*AIM OF THE EXERCISE*.
Count the lines in the records below that contain the word "head". Reply with the number alone.

*GIVEN DATA*.
┄┄┄┄┄┄┄┄┄┄

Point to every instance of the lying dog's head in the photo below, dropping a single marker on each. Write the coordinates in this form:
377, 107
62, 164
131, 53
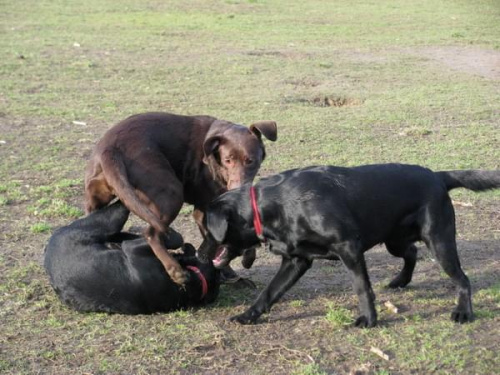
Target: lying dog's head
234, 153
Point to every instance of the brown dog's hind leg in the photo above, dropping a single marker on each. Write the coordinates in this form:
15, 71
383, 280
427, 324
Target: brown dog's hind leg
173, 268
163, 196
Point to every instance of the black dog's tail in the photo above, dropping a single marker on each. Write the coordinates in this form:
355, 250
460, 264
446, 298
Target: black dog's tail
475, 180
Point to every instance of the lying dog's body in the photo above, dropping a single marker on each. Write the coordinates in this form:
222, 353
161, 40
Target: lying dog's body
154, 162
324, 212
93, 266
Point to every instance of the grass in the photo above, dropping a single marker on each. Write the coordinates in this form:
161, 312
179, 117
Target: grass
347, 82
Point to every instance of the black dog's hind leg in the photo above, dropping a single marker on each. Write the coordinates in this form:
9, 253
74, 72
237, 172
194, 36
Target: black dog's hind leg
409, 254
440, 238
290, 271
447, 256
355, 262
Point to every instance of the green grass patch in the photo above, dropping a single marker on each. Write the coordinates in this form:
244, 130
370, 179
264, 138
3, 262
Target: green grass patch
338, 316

┄┄┄┄┄┄┄┄┄┄

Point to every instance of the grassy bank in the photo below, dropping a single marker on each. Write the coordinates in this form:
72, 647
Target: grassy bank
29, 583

┄┄┄┄┄┄┄┄┄┄

*COMPLETE ANSWER*.
2